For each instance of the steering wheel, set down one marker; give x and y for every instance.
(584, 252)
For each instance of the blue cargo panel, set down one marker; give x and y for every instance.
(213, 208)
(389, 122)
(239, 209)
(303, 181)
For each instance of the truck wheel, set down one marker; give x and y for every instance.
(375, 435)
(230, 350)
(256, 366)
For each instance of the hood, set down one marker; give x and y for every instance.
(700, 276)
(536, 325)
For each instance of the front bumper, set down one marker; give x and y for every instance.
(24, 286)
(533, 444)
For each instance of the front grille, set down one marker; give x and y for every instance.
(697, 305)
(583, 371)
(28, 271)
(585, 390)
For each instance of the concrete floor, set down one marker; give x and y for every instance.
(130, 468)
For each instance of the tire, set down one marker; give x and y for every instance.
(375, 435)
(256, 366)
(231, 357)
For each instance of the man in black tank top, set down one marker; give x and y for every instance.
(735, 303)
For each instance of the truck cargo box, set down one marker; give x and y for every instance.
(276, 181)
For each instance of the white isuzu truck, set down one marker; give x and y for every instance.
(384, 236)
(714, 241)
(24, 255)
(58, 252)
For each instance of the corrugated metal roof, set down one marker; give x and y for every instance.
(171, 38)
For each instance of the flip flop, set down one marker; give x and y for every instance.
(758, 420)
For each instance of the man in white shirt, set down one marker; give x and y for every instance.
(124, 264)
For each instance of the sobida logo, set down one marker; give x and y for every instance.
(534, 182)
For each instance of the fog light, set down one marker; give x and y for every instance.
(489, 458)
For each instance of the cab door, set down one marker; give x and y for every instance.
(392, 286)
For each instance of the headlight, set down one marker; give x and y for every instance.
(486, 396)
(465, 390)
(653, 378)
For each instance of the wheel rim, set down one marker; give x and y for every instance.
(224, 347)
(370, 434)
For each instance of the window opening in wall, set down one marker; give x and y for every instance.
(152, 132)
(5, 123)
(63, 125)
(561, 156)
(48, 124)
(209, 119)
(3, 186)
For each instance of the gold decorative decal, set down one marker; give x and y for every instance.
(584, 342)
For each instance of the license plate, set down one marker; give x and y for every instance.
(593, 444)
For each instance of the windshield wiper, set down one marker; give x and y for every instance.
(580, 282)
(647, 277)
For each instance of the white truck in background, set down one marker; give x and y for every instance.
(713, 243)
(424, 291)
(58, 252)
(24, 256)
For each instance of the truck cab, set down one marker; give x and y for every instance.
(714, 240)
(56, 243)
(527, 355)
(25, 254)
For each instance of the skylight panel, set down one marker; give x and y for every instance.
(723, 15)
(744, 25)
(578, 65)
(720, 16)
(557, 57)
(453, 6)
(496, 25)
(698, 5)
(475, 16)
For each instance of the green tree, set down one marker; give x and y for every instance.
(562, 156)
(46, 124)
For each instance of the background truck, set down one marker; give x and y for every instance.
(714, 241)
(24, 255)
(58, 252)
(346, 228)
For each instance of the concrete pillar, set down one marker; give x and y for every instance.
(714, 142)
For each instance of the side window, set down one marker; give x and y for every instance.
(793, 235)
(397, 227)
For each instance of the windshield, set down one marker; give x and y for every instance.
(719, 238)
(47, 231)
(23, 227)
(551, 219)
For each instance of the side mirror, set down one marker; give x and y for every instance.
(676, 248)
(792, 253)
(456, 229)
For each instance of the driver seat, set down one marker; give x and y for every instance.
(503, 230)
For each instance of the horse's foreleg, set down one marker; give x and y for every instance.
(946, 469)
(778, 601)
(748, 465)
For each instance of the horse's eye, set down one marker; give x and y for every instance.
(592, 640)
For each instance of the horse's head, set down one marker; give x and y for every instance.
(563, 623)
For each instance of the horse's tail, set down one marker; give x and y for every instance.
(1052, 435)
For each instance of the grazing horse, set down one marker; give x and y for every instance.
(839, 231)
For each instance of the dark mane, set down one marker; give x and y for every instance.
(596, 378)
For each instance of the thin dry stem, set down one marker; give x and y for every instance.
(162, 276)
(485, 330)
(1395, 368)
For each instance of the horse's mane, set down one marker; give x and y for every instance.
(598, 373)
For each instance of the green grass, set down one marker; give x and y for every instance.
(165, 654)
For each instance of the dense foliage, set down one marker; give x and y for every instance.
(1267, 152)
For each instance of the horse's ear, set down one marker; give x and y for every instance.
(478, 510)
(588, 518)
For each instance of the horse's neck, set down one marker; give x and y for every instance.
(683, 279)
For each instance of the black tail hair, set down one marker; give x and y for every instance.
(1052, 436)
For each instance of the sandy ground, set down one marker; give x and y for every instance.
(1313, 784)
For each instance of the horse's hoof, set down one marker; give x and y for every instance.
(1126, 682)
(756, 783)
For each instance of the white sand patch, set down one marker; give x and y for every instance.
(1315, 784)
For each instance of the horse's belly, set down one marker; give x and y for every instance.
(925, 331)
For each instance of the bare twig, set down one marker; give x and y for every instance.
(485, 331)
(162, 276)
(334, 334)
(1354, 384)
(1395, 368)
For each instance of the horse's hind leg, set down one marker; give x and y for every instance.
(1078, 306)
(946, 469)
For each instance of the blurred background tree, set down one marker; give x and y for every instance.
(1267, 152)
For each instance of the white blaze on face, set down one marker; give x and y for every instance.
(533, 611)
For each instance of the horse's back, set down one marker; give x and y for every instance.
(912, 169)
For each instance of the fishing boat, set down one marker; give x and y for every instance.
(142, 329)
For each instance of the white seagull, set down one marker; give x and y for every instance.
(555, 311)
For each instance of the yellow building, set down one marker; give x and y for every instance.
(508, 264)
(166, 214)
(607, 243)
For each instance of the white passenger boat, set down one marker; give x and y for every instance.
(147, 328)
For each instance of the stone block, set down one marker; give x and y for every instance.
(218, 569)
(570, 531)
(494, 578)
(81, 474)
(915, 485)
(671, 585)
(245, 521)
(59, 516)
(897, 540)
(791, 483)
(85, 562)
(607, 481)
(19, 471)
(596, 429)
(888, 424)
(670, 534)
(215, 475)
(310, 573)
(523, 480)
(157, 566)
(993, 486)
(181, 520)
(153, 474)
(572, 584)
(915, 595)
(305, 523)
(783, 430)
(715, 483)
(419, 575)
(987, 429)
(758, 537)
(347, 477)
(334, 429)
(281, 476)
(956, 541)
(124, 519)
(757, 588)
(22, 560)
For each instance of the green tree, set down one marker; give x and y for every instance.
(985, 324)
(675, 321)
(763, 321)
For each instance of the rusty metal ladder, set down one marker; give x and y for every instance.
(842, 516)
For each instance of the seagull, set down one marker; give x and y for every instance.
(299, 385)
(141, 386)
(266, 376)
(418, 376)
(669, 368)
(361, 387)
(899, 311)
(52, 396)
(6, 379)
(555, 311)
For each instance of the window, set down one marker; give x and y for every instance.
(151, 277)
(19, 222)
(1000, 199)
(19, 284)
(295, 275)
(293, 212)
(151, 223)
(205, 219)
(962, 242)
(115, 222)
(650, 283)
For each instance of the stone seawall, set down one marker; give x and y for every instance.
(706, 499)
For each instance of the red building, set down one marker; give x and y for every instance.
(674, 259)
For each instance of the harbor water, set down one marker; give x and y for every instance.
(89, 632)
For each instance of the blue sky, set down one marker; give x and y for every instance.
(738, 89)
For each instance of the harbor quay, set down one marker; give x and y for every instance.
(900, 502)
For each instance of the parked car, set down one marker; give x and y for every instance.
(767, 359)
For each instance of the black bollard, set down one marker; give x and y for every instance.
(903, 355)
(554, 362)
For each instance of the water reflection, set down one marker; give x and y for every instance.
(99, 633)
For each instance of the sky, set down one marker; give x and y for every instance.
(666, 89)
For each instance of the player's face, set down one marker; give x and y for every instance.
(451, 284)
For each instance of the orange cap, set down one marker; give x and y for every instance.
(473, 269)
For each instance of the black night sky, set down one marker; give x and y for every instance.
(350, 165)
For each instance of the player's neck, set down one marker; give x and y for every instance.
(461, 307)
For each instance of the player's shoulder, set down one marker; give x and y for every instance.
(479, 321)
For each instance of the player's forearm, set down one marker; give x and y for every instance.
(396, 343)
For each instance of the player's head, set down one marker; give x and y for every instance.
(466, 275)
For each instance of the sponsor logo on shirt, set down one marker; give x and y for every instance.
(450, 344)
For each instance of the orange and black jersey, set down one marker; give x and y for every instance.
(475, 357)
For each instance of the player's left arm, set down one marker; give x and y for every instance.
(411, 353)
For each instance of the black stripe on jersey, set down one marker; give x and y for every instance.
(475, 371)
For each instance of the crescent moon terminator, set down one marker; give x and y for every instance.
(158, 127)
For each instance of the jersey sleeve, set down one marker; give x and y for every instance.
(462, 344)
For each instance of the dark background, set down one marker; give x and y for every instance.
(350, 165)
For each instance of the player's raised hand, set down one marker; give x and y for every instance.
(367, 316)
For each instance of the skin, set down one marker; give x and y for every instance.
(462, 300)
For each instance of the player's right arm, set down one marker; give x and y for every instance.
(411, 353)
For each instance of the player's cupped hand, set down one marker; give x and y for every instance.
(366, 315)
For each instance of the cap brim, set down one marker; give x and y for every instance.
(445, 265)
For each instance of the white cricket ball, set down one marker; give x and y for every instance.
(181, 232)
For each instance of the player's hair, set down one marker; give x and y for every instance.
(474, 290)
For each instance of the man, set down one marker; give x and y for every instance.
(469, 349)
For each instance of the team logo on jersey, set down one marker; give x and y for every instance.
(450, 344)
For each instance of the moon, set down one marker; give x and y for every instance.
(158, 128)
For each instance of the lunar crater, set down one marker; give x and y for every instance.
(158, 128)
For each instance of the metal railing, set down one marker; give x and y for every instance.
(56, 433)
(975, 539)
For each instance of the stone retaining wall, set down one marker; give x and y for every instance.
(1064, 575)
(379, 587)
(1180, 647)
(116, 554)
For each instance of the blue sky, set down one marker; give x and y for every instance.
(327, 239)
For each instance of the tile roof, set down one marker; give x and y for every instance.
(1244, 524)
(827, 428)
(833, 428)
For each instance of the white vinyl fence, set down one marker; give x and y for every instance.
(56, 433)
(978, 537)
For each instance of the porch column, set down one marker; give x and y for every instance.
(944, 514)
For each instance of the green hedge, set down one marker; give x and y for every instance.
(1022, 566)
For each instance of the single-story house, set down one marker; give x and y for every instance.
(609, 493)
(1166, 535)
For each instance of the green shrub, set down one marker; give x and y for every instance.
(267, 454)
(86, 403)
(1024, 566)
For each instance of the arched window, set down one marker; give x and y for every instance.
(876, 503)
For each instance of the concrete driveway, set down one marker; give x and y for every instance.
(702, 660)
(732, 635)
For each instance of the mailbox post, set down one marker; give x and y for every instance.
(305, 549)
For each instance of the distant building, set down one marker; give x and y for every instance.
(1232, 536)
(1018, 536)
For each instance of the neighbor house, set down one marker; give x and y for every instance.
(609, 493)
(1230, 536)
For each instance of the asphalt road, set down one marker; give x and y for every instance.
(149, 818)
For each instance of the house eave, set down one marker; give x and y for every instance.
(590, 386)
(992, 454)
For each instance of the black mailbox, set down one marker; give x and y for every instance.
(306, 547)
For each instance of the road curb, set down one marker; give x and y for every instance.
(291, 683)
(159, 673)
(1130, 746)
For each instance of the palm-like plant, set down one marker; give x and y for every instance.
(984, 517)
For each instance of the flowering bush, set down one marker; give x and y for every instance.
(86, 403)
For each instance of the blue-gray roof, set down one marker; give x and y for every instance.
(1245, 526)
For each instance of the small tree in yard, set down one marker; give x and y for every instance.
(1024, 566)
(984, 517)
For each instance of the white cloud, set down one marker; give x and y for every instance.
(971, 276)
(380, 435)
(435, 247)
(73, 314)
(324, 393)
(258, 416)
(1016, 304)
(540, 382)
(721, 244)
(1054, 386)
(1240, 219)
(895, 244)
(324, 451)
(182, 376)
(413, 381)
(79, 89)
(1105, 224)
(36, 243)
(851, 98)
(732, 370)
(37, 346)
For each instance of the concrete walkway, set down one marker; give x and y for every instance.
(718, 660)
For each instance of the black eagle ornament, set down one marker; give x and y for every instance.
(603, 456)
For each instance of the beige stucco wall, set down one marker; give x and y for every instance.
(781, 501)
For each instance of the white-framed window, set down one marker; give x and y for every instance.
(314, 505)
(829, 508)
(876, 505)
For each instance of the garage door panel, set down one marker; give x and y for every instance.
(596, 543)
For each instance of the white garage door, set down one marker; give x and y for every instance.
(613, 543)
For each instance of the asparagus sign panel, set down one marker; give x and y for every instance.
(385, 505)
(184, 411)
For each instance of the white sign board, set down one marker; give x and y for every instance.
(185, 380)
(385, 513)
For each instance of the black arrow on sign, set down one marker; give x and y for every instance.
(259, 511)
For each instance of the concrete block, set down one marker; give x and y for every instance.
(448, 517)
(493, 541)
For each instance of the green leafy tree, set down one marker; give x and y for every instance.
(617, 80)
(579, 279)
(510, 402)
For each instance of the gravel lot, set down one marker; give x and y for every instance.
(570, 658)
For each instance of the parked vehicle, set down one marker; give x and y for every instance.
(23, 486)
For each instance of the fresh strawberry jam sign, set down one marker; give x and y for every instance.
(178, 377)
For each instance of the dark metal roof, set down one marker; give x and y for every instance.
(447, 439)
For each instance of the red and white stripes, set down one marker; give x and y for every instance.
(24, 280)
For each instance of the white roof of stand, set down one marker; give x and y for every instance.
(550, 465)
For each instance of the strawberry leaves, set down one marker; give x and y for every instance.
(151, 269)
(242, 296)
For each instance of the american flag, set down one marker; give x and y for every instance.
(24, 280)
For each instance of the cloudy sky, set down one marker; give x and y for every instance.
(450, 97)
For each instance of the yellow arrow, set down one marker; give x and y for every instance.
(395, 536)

○ ○ ○

Brief →
Every line from the one containing "For each instance of the cloudy" through the last line above should be retyped exactly; no other lines are wanted.

Task result →
For each instance of the cloudy sky, set down one marker; give x and y for every instance.
(450, 97)
For each instance of the yellow arrow, set down one marker; give x and y for every instance.
(395, 536)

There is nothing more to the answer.